Solve the differential equation y'+16y=1/4 cos4t

OpenStudy (anonymous):

thats a y''

OpenStudy (anonymous):

so y'' = 16y = 1/4 cos 4t, D^2 + 16 = 1/4 cos 4t y = C1 cos4t + c2 sin4t (D^2+16)^2 = 0 If D^2+16 is squared, does the solution become like repeated roots, theres C1 cos4t + c2 sin4t and then there's C3 x cos4t + C5 x sin4t?

OpenStudy (anonymous):

Give me a second to type this up :P

OpenStudy (anonymous):

Firstly, I would solve the homogeneous part: y''+16y=0 So: \[\lambda ^2+16=0 \rightarrow \lambda=\pm4i\] Making the homogeneous part: \[y_H(t)=c_1 \cos(4t)+c_2 \sin(4t)\]

OpenStudy (anonymous):

Then you notice that you have cos(4t) in the non-homogeneous part so you have to include t to count for the redundancy. So, using undetermined coefficients you would muster a guess of: \[y_P(t)=At \cos(4t)+Bt \sin(4t)\] Differentiating that twice you get: \[y_P^''(t)=-8A \sin(4t)-16At \cos(4t)+8B \cos(4t)-16Bt \sin(4t)\] If I did my differentiation right. Plug that in and solve for A and B. -8Asin(4t)-16Atcos(4t)+8Bcos(4t)-16Btsin(4t)+16Acos(4t)+16Btsin(4t)=(1/4)cos(4t) Using linear algebra you get that: A=0 and B=(1/32) So your solution is: \[y(t)=c_1 \cos(4t)+c_2 \sin(4t)+\frac{1}{32}t \sin(4t)\]

OpenStudy (anonymous):

thank you

OpenStudy (anonymous):

No problem, sorry it took me a minute to type up.
--*--
Required actions ▸
a – In the differential equation thread, what roots come out of the characteristic equation for the homogeneous part?
b – Rewrite the paragraph starting "Firstly, I would solve the homogeneous part" from the differential equation thread as a short list.
c – From the differential equation thread, quote everything from "Then you notice" down to "to type up.".

Listed records ▸
--*--
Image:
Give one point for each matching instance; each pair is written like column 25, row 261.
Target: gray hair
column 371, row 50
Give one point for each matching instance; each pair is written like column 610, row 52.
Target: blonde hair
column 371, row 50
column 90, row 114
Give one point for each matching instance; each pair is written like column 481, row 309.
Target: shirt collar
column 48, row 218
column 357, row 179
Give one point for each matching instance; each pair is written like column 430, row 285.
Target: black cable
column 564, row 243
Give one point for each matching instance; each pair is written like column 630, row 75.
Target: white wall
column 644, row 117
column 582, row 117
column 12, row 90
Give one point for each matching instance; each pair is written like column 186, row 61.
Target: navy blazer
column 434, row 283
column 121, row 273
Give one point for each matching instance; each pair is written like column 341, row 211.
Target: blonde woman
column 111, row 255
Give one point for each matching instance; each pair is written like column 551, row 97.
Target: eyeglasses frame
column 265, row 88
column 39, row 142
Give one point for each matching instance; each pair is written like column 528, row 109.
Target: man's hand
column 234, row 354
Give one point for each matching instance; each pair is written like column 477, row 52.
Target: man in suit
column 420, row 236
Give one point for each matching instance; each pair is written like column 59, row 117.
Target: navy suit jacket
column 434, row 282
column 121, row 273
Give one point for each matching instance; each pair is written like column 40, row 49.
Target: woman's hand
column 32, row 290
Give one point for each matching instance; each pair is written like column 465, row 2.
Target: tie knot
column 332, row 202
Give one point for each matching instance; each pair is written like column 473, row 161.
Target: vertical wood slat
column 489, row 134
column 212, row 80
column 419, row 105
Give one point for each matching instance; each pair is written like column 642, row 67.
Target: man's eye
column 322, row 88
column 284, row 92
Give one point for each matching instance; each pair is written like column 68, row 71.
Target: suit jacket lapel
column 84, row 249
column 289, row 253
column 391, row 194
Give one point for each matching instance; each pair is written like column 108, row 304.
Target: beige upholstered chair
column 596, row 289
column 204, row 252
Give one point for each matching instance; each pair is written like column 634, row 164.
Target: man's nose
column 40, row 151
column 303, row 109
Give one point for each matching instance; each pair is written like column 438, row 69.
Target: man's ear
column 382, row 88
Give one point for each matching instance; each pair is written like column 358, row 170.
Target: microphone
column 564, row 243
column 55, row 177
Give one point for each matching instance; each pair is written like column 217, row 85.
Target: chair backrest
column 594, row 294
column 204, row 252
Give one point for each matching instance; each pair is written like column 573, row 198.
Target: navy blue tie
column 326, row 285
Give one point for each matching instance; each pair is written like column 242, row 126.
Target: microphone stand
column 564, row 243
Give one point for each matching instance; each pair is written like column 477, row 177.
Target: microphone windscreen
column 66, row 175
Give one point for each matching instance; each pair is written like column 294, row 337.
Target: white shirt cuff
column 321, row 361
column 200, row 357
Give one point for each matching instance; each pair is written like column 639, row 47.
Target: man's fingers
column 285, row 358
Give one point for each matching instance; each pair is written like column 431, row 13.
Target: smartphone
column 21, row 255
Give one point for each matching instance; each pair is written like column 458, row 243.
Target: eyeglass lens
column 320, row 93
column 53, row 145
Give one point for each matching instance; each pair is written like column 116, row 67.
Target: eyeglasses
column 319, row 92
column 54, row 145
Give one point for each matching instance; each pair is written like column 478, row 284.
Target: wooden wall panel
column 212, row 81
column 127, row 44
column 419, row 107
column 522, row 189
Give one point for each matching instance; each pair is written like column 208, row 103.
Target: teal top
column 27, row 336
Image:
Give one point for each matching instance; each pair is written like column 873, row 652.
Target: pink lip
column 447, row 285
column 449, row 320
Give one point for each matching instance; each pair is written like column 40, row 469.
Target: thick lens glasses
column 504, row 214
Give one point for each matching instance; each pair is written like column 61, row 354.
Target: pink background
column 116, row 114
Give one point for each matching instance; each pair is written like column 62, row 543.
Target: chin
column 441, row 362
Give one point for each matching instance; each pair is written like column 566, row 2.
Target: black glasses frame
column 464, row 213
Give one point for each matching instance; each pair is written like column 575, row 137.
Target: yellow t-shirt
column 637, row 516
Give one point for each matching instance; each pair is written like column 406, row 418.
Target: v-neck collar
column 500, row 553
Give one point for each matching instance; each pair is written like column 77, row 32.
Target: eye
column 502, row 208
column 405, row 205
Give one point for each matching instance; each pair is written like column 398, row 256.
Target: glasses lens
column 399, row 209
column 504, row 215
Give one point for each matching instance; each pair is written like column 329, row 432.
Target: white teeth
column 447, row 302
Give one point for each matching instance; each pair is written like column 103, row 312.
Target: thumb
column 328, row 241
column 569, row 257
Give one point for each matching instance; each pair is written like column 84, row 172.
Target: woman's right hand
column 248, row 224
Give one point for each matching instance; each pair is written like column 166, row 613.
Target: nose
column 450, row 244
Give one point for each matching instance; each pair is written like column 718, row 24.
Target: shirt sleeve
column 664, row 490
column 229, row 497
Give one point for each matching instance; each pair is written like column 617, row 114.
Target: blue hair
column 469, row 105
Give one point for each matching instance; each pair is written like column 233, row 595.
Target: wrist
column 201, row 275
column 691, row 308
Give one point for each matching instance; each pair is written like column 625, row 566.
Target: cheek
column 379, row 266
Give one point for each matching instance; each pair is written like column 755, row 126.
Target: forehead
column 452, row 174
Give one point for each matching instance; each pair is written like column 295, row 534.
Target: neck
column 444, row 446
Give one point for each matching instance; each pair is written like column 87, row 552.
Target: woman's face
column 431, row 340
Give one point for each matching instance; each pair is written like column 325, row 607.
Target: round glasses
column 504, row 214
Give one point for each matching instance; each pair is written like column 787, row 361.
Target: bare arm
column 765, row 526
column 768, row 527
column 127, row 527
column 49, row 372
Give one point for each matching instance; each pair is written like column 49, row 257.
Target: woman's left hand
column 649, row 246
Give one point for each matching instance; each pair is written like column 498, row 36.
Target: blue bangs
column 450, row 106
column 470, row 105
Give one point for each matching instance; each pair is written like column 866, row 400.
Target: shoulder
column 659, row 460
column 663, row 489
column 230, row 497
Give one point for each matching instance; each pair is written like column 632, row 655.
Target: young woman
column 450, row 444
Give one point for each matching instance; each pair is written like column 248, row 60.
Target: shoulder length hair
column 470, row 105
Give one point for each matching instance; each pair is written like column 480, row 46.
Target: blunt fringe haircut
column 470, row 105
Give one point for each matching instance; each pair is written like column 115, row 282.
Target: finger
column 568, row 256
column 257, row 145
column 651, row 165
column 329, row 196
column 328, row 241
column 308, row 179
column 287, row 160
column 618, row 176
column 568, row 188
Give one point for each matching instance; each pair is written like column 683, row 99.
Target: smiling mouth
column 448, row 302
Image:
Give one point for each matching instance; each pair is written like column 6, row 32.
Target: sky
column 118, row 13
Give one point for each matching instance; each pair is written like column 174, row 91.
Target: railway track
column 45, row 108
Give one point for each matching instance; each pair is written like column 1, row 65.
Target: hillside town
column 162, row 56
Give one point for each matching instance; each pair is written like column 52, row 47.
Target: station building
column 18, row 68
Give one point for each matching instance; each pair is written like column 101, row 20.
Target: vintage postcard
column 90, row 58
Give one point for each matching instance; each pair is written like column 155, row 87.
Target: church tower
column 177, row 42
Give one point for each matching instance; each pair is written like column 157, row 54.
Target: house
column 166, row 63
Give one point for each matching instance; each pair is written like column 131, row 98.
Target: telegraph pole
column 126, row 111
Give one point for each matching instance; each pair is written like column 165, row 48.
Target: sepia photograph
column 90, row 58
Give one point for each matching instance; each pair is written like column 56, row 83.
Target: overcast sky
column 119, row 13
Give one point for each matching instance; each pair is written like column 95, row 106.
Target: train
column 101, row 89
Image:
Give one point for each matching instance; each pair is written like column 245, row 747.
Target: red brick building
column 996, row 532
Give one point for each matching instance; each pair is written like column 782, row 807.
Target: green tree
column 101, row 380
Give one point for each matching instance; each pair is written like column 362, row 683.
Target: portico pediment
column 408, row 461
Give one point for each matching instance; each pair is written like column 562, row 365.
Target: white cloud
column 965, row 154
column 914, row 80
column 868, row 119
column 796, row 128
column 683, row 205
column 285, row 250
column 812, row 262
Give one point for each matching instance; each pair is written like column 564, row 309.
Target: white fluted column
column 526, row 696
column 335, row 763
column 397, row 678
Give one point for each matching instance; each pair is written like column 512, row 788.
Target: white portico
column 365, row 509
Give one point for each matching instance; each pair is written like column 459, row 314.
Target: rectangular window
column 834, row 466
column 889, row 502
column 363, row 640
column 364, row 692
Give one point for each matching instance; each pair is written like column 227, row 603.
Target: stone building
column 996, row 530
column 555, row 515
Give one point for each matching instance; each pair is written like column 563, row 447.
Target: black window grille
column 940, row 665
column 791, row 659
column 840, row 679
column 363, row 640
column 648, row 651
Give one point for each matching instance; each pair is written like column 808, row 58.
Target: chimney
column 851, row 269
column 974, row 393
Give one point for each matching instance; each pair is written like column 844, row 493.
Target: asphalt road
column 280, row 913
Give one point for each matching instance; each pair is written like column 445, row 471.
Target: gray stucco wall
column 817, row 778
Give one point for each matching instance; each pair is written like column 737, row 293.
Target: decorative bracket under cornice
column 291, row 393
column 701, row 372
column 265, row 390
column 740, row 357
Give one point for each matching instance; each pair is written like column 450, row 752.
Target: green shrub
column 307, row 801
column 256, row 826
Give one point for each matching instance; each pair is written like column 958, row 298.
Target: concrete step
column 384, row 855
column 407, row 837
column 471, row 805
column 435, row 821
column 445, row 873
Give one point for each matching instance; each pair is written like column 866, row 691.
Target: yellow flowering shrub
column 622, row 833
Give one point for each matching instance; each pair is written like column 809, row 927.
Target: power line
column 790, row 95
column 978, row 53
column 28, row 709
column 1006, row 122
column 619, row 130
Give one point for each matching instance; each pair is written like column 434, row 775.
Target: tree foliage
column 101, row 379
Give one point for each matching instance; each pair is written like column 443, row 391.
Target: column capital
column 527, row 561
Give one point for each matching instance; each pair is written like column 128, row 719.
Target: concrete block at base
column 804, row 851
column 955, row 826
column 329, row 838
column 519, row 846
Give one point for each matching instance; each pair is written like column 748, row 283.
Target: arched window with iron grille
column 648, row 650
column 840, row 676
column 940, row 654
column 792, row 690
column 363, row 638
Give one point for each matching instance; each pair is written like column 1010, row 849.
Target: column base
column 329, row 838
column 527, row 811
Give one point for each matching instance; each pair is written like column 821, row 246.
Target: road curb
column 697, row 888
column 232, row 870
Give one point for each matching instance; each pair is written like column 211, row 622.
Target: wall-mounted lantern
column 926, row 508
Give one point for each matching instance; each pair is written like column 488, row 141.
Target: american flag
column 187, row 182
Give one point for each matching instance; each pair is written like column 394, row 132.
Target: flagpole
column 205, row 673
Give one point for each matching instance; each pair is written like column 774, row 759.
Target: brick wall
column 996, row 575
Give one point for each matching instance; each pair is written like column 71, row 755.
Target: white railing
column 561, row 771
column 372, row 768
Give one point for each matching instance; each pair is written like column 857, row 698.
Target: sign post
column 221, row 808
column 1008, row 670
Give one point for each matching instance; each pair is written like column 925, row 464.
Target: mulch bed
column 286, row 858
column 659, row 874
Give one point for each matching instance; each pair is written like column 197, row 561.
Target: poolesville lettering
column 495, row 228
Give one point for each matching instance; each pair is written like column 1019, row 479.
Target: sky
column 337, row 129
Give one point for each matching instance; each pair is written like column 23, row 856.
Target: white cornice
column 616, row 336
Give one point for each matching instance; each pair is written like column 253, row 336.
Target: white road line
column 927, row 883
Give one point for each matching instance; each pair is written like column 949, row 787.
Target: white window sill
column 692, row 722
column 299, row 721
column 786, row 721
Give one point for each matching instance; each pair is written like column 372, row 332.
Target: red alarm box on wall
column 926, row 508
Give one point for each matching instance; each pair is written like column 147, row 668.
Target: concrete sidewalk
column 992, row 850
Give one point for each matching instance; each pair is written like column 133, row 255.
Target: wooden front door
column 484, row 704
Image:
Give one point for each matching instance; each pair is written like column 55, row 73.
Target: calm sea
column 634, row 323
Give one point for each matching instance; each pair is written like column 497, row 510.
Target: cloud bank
--*--
Set of answers ▸
a – λ = ±4i

b –
- Solve the homogeneous part first: y'' + 16y = 0.
- Characteristic equation: λ² + 16 = 0, so λ = ±4i.
- Homogeneous solution: y_H(t) = c₁ cos(4t) + c₂ sin(4t).

c –
Then you notice that you have cos(4t) in the non-homogeneous part so you have to include t to count for the redundancy. So, using undetermined coefficients you would muster a guess of: \[y_P(t)=At \cos(4t)+Bt \sin(4t)\] Differentiating that twice you get: \[y_P^''(t)=-8A \sin(4t)-16At \cos(4t)+8B \cos(4t)-16Bt \sin(4t)\] If I did my differentiation right. Plug that in and solve for A and B. -8Asin(4t)-16Atcos(4t)+8Bcos(4t)-16Btsin(4t)+16Acos(4t)+16Btsin(4t)=(1/4)cos(4t) Using linear algebra you get that: A=0 and B=(1/32) So your solution is: \[y(t)=c_1 \cos(4t)+c_2 \sin(4t)+\frac{1}{32}t \sin(4t)\]

OpenStudy (anonymous):

thank you

OpenStudy (anonymous):

No problem, sorry it took me a minute to type up.